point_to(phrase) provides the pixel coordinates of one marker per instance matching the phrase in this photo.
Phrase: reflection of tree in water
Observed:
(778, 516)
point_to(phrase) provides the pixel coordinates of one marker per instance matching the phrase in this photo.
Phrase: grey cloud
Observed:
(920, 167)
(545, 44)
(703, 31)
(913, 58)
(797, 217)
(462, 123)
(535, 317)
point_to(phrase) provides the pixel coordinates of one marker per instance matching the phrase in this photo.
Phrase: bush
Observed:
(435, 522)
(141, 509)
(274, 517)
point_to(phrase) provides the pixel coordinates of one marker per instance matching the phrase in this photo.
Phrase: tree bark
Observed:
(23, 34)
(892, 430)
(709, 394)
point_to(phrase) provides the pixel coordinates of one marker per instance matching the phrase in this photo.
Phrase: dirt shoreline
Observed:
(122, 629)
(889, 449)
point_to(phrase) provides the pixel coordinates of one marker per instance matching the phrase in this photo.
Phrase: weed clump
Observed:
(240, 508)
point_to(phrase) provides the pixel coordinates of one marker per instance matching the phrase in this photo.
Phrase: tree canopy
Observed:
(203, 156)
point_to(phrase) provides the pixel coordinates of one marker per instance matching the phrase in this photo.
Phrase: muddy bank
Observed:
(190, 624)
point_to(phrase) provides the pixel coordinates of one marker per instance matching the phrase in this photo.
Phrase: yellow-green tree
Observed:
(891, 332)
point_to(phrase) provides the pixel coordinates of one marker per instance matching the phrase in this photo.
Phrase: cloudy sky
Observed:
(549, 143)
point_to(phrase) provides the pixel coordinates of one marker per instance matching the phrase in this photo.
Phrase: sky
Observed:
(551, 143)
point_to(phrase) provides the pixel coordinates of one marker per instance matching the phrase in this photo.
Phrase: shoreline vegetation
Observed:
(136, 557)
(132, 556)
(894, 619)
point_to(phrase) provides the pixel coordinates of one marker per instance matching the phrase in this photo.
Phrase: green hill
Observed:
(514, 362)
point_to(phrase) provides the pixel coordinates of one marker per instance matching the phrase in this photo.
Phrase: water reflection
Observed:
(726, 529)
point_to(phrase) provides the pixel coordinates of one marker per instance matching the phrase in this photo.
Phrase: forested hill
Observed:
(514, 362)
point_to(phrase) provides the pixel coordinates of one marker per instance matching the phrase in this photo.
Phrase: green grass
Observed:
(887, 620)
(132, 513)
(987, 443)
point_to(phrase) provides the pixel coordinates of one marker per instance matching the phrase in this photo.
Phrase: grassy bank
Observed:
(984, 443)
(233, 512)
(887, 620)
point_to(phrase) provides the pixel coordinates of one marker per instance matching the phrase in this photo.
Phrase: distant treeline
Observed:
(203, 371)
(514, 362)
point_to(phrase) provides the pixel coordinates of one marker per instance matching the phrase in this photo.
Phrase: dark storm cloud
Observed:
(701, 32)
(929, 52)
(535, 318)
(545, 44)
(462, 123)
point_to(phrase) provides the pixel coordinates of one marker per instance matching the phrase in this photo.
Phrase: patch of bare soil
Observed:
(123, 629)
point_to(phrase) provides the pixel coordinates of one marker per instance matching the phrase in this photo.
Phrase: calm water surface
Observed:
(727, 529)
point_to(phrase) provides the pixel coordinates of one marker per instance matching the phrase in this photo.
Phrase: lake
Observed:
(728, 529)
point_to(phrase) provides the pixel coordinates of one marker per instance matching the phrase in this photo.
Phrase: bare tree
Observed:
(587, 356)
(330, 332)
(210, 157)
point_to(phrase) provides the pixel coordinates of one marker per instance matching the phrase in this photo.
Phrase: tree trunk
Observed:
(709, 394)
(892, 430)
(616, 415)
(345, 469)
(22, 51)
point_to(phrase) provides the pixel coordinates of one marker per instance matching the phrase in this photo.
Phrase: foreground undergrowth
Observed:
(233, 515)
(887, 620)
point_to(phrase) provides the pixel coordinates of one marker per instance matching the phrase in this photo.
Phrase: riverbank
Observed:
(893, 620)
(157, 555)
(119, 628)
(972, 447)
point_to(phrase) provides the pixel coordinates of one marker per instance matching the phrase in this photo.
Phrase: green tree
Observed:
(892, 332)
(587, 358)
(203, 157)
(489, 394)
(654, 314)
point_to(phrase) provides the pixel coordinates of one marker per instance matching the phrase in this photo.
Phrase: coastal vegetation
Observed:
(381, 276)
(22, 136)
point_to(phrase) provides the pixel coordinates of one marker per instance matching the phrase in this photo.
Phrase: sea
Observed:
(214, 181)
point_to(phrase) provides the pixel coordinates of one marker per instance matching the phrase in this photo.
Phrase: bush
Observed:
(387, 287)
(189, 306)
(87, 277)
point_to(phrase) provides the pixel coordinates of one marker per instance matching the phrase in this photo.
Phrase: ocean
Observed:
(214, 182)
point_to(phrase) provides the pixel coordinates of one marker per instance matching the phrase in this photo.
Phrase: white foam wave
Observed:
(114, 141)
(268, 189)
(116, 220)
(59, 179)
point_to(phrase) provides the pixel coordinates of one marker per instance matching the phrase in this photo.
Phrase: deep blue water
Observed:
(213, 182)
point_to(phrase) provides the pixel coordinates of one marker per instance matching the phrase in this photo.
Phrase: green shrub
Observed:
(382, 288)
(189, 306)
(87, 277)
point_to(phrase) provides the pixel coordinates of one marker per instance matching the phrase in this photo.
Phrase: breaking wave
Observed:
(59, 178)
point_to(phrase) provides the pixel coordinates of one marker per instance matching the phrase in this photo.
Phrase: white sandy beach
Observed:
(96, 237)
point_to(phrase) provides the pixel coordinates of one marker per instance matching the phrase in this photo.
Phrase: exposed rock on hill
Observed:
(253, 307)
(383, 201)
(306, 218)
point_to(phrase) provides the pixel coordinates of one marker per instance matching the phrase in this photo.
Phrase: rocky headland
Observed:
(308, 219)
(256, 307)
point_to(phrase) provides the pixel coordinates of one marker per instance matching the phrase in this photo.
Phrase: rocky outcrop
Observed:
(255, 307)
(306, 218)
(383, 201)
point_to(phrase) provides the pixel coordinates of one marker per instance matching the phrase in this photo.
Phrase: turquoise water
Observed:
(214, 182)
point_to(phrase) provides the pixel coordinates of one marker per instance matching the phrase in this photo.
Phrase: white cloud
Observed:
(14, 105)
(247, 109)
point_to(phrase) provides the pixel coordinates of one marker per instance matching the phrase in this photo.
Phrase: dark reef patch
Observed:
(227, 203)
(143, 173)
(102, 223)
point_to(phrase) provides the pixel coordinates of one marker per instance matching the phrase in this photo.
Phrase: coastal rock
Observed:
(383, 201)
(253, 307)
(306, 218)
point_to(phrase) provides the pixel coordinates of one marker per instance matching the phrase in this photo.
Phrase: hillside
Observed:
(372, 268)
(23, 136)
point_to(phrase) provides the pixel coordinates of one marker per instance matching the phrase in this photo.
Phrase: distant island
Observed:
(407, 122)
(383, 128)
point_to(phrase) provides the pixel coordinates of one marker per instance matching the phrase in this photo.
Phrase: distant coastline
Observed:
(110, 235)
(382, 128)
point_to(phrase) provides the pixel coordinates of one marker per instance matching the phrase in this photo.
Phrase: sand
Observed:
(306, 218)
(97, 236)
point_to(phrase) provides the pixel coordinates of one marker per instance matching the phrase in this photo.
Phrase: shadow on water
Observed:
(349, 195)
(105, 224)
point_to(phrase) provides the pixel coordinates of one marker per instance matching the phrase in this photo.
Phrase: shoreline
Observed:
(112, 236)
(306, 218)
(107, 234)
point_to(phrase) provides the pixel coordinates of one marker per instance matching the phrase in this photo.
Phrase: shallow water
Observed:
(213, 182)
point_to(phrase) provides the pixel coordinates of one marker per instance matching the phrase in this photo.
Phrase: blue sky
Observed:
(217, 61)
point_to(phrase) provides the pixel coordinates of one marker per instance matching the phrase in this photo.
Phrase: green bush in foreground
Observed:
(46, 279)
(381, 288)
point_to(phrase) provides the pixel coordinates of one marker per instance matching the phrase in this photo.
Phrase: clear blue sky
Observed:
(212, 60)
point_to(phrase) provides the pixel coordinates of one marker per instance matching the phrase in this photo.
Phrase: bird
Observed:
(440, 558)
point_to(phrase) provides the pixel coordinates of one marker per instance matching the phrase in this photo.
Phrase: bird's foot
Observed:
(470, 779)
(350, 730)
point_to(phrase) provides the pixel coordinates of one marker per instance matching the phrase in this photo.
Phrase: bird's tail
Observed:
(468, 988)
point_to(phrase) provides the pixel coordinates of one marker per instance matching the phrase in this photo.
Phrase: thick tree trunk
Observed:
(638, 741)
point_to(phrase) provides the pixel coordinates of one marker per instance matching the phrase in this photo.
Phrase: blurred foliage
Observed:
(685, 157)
★ ★ ★ ★ ★ ★ ★
- [TASK PROMPT]:
Copy out the lines of the data where the word "bare" can be found.

- [THE COMPLETED TASK]:
Phrase: patch of bare soil
Phrase: bare tree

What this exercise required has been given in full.